What you need to do.
Which lines of the listing below contain the word "photo"? Copy out each of those lines in full.

Dataset entries.
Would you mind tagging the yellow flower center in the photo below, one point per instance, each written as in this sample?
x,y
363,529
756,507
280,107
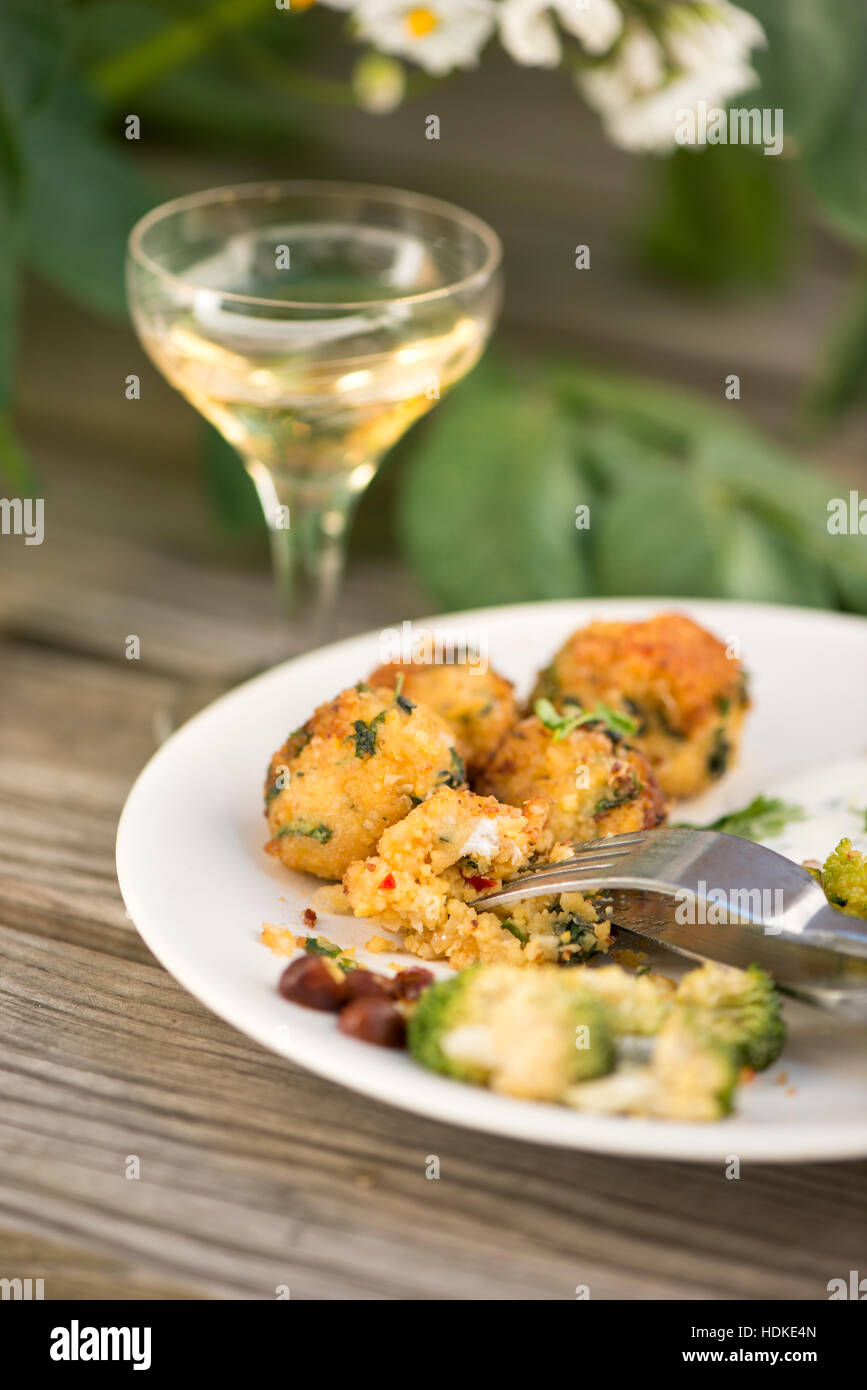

Response below.
Would you mind tagging the yellow flower center in the photo below, one point per instance, each written as in this sample?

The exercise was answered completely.